Task to complete> Reproduce every item below with each occurrence of "phrase" renamed to "text prompt", keeping all other text unchanged.
--- Stored rows ---
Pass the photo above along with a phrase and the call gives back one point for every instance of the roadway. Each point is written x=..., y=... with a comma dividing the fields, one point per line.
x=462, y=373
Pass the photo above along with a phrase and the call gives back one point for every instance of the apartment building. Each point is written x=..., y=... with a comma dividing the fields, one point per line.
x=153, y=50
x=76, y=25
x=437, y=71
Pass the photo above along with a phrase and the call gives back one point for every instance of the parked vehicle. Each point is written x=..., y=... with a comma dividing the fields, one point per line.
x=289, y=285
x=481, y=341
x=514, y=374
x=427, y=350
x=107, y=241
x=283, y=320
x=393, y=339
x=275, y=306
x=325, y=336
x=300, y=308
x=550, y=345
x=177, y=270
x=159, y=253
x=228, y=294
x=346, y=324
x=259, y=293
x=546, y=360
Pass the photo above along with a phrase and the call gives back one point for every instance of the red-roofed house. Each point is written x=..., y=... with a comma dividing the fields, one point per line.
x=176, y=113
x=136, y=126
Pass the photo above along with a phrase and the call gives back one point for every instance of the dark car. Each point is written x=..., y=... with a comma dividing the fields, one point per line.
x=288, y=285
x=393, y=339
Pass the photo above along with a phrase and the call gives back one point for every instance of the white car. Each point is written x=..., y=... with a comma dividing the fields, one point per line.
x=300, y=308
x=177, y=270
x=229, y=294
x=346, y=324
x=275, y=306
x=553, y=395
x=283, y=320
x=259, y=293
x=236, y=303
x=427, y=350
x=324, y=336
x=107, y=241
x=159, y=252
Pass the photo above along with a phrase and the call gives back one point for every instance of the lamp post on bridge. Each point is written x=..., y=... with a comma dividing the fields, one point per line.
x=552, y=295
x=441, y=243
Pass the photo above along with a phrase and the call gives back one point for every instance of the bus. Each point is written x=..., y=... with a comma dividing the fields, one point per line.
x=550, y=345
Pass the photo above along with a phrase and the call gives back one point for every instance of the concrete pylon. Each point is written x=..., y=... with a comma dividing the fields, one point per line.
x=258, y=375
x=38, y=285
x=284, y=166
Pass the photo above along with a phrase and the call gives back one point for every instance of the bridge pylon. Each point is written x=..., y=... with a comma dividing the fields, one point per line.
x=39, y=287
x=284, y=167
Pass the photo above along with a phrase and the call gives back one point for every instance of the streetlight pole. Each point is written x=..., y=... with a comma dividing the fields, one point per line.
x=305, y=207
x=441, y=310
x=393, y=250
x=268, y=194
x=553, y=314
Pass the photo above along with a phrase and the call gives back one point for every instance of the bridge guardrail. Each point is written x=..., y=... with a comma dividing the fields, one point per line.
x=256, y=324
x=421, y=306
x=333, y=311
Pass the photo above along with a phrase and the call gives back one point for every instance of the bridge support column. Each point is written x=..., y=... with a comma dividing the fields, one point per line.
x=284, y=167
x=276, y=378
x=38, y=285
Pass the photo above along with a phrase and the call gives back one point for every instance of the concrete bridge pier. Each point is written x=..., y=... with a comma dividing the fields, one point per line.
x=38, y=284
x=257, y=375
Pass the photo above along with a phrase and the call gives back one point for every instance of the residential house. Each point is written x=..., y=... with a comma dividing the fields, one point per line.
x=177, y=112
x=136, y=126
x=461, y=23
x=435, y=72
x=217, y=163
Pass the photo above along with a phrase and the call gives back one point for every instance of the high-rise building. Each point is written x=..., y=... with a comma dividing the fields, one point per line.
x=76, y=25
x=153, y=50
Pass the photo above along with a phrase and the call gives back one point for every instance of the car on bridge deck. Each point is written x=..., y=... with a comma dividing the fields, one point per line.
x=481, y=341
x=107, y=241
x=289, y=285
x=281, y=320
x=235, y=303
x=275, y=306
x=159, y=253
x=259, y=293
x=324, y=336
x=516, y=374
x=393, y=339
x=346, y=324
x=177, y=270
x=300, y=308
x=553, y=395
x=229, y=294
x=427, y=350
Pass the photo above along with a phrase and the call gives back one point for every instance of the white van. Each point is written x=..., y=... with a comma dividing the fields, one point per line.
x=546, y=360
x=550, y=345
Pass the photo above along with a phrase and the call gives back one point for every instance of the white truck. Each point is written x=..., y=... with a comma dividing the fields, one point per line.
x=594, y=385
---
Reply>
Pass the photo above along with a text prompt and the call gives back one point for every instance of the roadway. Each point is written x=..., y=... with a comma dividing the fields, one point per line.
x=462, y=373
Pass the photo above along with a text prompt and the call gives back one point for every instance of the apartment building. Each point is written x=..., y=... with a comma dividing the fields, one point per line.
x=153, y=50
x=76, y=25
x=437, y=71
Pass the photo above along with a text prompt and the call gives back one point for every instance of the parked vehicle. Each point is written x=..., y=... with a comma dividing the fields, one point per line.
x=289, y=285
x=481, y=341
x=514, y=374
x=427, y=350
x=107, y=241
x=283, y=320
x=393, y=339
x=275, y=306
x=325, y=336
x=300, y=308
x=550, y=345
x=177, y=270
x=159, y=253
x=228, y=294
x=346, y=324
x=259, y=293
x=546, y=360
Pass the photo above along with a text prompt and the call gives back one point for every instance of the red-roofed house. Each point is written x=..., y=... with a comma dividing the fields, one point per line.
x=176, y=113
x=136, y=126
Pass the photo above along with a text prompt and the call gives back one point for every instance of the dark car. Each point is written x=..., y=... with a comma dividing the fields, one point per line.
x=288, y=285
x=393, y=339
Pass the photo above along with a text prompt and the call gives back one point for every instance of the white car. Each point is written x=..., y=... with a comma dividing the fields, one point per line.
x=300, y=308
x=177, y=270
x=229, y=294
x=346, y=324
x=275, y=306
x=553, y=395
x=283, y=320
x=259, y=293
x=236, y=303
x=427, y=350
x=324, y=336
x=107, y=241
x=159, y=252
Pass the photo above along with a text prompt and the call gives back one point for every instance of the lamp post on bridge. Each point is written x=..., y=... with a comma dividing the fields, one point per line.
x=552, y=295
x=441, y=243
Pass the photo above along with a text prompt and the call gives back one point for every instance of the bus. Each point is written x=..., y=... with a comma dividing the fields, one point per line.
x=550, y=345
Pass the photo above along with a text prompt and the call gives back one point for every instance of the concrete pylon. Each point is written x=..., y=... with a comma dividing the fields, one point per line.
x=258, y=375
x=38, y=285
x=284, y=166
Pass the photo above along with a text prompt and the call gives back one point for every instance of the bridge pylon. Each point is written x=..., y=... with a comma dividing the fields, one point per line.
x=39, y=287
x=284, y=167
Pass the photo above along with a text prompt and the call gives back one point for every instance of the streetlight pole. Each point is written x=..., y=... with a comma dividing the fields, one point per line.
x=305, y=207
x=441, y=310
x=393, y=250
x=268, y=194
x=553, y=314
Pass the photo above along with a text prompt and the call gives back one point for every instance of the bridge guardrail. Each point is written x=..., y=... with a comma dividing the fields, one point per line.
x=256, y=324
x=421, y=306
x=333, y=311
Pass the photo above along with a text prompt and the call gives back one point for every instance of the bridge support column. Each point is written x=..., y=... with a comma dividing the fields, one point per line.
x=284, y=167
x=276, y=378
x=38, y=285
Pass the photo above along with a text prompt and the call gives back one point for every instance of the concrete bridge pier. Each point is written x=..., y=... with a comma dividing the fields, one point per line.
x=38, y=284
x=257, y=375
Pass the photo above along with a text prompt and the call gives back one point for every instance of the residential house. Each point is written x=..., y=... with a comma dividing the fields, one point per line.
x=177, y=112
x=136, y=126
x=461, y=23
x=435, y=72
x=217, y=163
Pass the photo above along with a text prompt and the call gives back one point for every instance of the high-rise building. Each point is written x=..., y=... with a comma dividing the fields, one point per line.
x=76, y=25
x=153, y=50
Pass the photo above along with a text prompt and the call gives back one point for every instance of the car on bridge deck. Each point is written x=..., y=... with a comma dividing the fields, one point per line.
x=481, y=341
x=107, y=241
x=289, y=285
x=281, y=320
x=235, y=303
x=275, y=306
x=159, y=253
x=259, y=293
x=324, y=336
x=516, y=374
x=393, y=339
x=346, y=324
x=177, y=270
x=300, y=308
x=553, y=395
x=229, y=294
x=427, y=350
Pass the photo above along with a text prompt and the call gives back one point for every instance of the white van. Each point is written x=..., y=... with a comma dividing the fields, one point per line.
x=546, y=360
x=550, y=345
Pass the photo above along with a text prompt and the call gives back one point for every instance of the white truck. Each point is written x=..., y=... with a comma dividing the fields, one point per line.
x=594, y=385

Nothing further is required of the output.